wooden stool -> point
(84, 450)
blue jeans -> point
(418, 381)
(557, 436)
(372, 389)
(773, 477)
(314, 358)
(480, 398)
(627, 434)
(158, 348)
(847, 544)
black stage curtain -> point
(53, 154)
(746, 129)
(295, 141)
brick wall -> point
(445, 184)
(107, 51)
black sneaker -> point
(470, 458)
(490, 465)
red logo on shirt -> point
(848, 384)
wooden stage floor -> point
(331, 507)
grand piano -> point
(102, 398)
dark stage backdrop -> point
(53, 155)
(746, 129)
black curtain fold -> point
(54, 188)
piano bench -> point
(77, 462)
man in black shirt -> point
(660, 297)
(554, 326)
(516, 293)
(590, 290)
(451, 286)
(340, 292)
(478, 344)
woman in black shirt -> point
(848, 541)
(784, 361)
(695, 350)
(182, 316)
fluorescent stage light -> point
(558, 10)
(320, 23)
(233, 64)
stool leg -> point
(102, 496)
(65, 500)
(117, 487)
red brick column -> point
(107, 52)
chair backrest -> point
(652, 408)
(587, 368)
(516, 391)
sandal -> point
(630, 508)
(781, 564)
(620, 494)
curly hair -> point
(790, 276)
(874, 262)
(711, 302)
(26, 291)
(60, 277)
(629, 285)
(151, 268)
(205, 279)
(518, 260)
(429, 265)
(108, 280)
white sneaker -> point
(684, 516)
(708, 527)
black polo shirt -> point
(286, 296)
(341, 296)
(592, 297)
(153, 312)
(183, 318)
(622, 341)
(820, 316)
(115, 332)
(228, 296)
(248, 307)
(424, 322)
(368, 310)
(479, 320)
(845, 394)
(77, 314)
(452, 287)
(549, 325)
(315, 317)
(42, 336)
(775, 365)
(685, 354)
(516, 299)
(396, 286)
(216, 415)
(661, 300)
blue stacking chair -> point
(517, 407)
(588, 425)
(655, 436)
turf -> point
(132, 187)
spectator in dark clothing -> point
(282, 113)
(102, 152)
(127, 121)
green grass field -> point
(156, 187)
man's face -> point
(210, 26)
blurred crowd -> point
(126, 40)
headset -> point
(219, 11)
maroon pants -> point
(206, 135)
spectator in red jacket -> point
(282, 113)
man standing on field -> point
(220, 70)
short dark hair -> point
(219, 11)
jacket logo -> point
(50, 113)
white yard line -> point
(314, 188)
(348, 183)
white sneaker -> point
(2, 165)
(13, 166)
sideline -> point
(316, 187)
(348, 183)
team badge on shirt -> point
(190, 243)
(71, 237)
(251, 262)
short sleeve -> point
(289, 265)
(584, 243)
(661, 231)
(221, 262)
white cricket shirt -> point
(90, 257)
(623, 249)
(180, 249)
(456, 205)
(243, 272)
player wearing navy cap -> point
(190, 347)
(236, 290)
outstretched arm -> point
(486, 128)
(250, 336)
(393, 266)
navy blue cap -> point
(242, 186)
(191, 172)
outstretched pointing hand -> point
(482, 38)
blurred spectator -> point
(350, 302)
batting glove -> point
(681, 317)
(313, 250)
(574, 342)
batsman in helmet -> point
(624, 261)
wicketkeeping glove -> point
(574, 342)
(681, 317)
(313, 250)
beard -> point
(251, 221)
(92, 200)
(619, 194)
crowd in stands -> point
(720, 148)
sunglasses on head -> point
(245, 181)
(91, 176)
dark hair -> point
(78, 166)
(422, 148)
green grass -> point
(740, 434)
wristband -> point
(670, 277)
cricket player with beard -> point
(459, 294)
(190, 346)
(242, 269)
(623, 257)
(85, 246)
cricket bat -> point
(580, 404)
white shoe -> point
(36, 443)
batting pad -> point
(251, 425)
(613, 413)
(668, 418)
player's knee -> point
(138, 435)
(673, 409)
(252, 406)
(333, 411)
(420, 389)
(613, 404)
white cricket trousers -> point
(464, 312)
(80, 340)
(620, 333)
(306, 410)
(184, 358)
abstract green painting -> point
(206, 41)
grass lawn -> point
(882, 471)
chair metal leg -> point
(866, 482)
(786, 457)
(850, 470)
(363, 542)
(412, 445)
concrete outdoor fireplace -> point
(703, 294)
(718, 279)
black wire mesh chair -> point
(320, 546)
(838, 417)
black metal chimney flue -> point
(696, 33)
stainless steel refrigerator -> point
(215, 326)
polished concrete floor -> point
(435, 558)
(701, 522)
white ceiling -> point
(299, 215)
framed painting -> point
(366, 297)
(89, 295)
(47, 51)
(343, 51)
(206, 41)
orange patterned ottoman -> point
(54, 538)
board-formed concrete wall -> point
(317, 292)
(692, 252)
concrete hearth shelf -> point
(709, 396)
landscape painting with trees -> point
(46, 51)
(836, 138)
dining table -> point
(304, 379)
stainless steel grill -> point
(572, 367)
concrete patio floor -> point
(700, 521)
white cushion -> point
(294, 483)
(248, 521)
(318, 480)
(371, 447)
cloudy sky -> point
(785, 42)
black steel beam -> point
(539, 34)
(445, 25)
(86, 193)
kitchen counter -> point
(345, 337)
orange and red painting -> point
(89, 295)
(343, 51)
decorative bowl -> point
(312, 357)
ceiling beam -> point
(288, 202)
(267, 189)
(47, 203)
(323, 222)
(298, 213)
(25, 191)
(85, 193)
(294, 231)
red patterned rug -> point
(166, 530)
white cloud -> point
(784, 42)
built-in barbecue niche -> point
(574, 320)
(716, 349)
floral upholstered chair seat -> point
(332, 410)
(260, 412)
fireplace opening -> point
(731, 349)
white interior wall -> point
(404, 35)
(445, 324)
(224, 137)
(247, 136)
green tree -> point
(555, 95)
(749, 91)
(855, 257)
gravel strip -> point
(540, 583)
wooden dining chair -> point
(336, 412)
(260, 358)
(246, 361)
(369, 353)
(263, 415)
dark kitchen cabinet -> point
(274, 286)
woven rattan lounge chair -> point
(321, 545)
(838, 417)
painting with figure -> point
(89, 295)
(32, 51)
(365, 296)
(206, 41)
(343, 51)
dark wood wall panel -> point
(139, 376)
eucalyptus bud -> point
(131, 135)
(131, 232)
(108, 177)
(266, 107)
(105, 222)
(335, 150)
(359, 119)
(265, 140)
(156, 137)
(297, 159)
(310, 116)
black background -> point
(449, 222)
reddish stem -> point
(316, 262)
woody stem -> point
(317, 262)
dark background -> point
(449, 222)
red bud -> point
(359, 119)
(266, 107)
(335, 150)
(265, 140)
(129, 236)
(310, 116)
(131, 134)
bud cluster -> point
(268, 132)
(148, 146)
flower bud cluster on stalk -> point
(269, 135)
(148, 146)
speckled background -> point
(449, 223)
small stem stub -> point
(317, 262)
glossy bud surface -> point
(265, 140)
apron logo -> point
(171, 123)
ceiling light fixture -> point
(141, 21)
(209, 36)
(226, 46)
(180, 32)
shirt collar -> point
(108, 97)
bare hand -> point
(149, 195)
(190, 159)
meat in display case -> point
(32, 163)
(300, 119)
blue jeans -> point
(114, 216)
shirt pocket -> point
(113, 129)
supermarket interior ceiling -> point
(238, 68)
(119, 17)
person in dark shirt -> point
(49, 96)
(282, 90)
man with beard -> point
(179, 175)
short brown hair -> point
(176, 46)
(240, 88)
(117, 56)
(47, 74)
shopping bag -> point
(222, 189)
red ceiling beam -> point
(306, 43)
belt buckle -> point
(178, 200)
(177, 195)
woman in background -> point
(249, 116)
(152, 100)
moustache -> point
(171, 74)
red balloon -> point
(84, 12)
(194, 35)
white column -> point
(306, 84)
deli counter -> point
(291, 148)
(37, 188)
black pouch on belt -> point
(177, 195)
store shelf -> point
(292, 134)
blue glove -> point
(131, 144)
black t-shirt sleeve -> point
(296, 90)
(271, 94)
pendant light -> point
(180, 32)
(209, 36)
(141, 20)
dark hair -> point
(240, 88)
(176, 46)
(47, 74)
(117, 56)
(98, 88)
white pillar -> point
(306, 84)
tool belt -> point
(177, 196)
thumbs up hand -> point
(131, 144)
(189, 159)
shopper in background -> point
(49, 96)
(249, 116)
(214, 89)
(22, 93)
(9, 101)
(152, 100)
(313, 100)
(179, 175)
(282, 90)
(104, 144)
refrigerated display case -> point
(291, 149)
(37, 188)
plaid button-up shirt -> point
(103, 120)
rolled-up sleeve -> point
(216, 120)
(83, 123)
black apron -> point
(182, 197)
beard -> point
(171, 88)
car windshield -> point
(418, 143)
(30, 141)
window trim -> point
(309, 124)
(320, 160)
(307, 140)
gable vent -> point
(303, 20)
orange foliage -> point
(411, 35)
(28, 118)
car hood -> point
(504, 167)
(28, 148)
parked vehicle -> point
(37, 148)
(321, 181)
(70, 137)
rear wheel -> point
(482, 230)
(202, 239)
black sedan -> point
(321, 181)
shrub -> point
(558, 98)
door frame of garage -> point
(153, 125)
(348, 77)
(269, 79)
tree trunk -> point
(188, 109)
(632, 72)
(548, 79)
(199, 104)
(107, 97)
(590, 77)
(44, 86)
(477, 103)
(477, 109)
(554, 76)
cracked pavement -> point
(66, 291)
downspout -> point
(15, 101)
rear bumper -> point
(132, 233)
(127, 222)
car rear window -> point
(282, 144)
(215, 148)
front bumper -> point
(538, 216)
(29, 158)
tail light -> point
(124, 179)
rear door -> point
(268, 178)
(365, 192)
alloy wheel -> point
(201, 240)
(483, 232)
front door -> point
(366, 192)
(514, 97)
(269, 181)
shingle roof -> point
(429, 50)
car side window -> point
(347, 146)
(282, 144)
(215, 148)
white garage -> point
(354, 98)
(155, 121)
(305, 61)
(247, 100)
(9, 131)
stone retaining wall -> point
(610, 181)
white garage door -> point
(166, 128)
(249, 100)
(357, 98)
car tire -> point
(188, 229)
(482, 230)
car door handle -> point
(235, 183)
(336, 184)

········

Revise everything from the line containing "belt buckle -> point" down to the end of the records, replacing "shrub" with "bush" and leaving everything else unchanged.

belt buckle -> point
(178, 200)
(177, 195)
woman in background -> point
(249, 116)
(152, 100)
moustache -> point
(171, 74)
red balloon -> point
(84, 12)
(194, 35)
white column -> point
(306, 84)
deli counter -> point
(291, 148)
(37, 188)
black pouch on belt -> point
(177, 195)
store shelf -> point
(292, 134)
blue glove -> point
(131, 144)
black t-shirt sleeve -> point
(296, 90)
(271, 94)
pendant light -> point
(180, 32)
(209, 36)
(141, 20)
dark hair -> point
(240, 88)
(176, 46)
(47, 74)
(117, 56)
(98, 88)
white pillar -> point
(306, 84)
tool belt -> point
(177, 196)
thumbs up hand -> point
(131, 144)
(189, 159)
shopper in background -> point
(49, 96)
(249, 116)
(214, 89)
(22, 93)
(9, 101)
(152, 100)
(313, 100)
(179, 175)
(282, 90)
(104, 144)
refrigerated display case -> point
(291, 149)
(37, 188)
plaid button-up shirt -> point
(103, 120)
rolled-up sleeve -> point
(216, 120)
(83, 123)
black apron -> point
(182, 197)
beard -> point
(171, 88)
car windshield -> point
(418, 143)
(30, 141)
window trim -> point
(309, 124)
(320, 160)
(307, 140)
gable vent -> point
(303, 20)
orange foliage -> point
(411, 35)
(28, 118)
car hood -> point
(504, 167)
(28, 148)
parked vehicle -> point
(37, 148)
(321, 181)
(70, 137)
rear wheel -> point
(482, 230)
(202, 239)
black sedan -> point
(321, 181)
bush -> point
(558, 98)
door frame of garage -> point
(153, 125)
(348, 77)
(269, 79)
tree trunk -> point
(188, 109)
(632, 72)
(548, 79)
(199, 104)
(107, 97)
(590, 77)
(44, 86)
(477, 103)
(477, 109)
(554, 76)
cracked pavement -> point
(66, 291)
downspout -> point
(15, 101)
rear bumper -> point
(132, 233)
(127, 222)
car rear window -> point
(282, 144)
(215, 148)
front bumper -> point
(538, 216)
(29, 158)
tail light -> point
(124, 179)
rear door -> point
(268, 178)
(365, 192)
alloy wheel -> point
(201, 240)
(483, 232)
front door -> point
(366, 192)
(514, 97)
(269, 181)
shingle roof -> point
(429, 50)
car side window -> point
(347, 146)
(282, 144)
(215, 148)
white garage -> point
(354, 98)
(155, 121)
(305, 61)
(247, 100)
(9, 131)
stone retaining wall -> point
(610, 181)
white garage door -> point
(166, 128)
(249, 100)
(357, 98)
car tire -> point
(188, 229)
(482, 230)
car door handle -> point
(235, 183)
(336, 184)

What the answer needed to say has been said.